▶ RECORD SET:
--- START ---
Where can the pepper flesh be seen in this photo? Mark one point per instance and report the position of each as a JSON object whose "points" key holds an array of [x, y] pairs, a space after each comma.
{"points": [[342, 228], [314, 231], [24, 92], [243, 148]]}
--- END ---
--- START ---
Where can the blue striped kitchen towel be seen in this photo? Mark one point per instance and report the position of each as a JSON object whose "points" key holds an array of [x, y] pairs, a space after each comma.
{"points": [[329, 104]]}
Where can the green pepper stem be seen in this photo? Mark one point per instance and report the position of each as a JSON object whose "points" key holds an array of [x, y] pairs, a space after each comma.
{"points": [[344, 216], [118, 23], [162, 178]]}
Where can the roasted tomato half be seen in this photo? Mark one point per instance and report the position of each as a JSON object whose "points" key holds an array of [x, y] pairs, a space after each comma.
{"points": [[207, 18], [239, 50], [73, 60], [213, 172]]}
--- END ---
▶ STATED GOAL: Find every line in the data above that contains the word "pepper" and copy each of those lines in full. Case matters.

▶ WRITTEN RESPONSE:
Where can the pepper flesh be seen in this photo? Mark one point per instance and report the position of each as a JSON object whose "points" key holds an array of [x, y] pairs, a space after each comma.
Where can the green pepper stem be seen in this photo? Mark one point per instance and report the position of each as a JSON object whose "points" key holds an array of [x, y] pairs, a space after each comma.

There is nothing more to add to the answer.